→ WORK REQUIRED:
Please output the entries below verbatim, from the line with "Exercise. Mark the black" to the line with "point(376, 181)", including both of those lines.

→ DATASET:
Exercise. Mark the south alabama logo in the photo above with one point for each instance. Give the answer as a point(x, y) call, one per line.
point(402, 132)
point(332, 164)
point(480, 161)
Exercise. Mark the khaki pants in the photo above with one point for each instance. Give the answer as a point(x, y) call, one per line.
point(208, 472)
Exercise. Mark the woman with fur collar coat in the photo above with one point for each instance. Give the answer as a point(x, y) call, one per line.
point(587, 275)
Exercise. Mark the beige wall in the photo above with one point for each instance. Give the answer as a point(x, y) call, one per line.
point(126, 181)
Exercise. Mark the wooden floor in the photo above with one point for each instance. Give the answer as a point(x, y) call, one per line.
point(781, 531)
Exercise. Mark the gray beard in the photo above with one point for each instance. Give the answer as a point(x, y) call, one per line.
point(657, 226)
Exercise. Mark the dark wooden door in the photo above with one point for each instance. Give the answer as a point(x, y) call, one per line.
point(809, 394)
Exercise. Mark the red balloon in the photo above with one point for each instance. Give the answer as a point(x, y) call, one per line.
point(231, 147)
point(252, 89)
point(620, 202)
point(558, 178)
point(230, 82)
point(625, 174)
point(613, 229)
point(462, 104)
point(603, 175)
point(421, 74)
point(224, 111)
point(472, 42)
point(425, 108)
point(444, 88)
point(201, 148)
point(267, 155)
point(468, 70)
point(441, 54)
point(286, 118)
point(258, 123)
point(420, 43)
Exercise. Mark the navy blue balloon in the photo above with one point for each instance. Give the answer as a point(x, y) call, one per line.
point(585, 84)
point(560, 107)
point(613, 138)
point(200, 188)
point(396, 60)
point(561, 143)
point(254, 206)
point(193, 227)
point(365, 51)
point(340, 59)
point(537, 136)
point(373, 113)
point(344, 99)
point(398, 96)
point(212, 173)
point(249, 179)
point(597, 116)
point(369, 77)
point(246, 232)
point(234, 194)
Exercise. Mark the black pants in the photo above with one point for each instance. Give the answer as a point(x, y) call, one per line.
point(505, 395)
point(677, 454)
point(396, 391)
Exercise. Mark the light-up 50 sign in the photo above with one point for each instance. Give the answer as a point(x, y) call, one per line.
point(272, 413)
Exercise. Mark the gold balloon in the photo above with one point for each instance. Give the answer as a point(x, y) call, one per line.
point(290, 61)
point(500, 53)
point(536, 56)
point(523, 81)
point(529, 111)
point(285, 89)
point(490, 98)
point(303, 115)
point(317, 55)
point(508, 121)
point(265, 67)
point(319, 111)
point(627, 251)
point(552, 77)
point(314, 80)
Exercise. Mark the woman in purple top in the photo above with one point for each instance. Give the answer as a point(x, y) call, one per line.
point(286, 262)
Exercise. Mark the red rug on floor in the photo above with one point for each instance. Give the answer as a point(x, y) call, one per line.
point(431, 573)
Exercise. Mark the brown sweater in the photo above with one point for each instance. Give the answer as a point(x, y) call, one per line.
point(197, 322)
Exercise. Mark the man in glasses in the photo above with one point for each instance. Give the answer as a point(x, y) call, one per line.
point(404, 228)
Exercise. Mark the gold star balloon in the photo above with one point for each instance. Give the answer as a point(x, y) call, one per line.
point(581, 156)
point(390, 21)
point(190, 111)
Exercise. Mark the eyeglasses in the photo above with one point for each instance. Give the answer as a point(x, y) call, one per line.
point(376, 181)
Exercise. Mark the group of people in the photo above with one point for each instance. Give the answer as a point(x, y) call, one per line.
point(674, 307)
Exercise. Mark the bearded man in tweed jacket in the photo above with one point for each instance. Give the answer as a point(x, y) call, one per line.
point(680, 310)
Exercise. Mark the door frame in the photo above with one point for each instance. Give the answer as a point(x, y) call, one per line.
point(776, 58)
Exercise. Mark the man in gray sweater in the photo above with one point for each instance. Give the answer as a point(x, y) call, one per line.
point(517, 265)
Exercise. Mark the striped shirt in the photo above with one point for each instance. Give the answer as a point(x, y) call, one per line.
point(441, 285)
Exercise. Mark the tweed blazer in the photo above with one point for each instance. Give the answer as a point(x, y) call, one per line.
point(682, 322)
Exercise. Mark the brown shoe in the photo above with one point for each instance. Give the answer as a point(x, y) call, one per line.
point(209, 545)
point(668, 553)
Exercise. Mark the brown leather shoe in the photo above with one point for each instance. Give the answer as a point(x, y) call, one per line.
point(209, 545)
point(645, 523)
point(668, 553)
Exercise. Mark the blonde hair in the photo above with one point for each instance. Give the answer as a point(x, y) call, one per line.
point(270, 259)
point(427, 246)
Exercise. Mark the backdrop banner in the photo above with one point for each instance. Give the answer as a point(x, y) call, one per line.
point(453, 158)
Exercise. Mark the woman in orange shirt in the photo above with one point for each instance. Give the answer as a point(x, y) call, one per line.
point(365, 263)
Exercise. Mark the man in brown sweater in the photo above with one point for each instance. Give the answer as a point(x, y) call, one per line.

→ ANSWER TO THE TASK:
Exercise. Mark the black pants in the photo above with one point for each instance. Give the answer as a point(x, y) call, one per line.
point(505, 395)
point(677, 454)
point(396, 391)
Exercise. Mark the light-up 50 sign in the photo above with one point for each instance. Give the answer as a point(x, y) call, one per line.
point(272, 413)
Exercise. Mark the gold balloon in the photo above with one point for each instance. Give the answer as a point(x, y) call, one per line.
point(290, 61)
point(500, 53)
point(536, 56)
point(523, 81)
point(529, 111)
point(285, 89)
point(490, 98)
point(303, 115)
point(317, 55)
point(508, 121)
point(265, 67)
point(319, 111)
point(627, 251)
point(552, 77)
point(314, 80)
Exercise. Mark the woman in purple top in the photo above with one point for each instance. Give the answer as a point(x, y) call, one per line.
point(286, 262)
Exercise. Mark the red rug on floor in the photo above with one point for each instance. Give the answer as a point(x, y) call, one per line.
point(431, 573)
Exercise. Mark the brown sweater in the photo above with one point for each instance. Give the answer as a point(x, y) call, one per line.
point(197, 322)
Exercise. Mark the man in glasses in the photo above with one point for each instance. Give the answer as a point(x, y) call, one per line.
point(404, 228)
Exercise. Mark the gold star balloon in the photo above with one point for each instance. Give the answer as a point(x, y) call, one per line.
point(581, 156)
point(390, 21)
point(190, 111)
Exercise. Mark the eyeglasses in the photo above with one point for each instance. Give the answer as a point(x, y) call, one per line.
point(376, 181)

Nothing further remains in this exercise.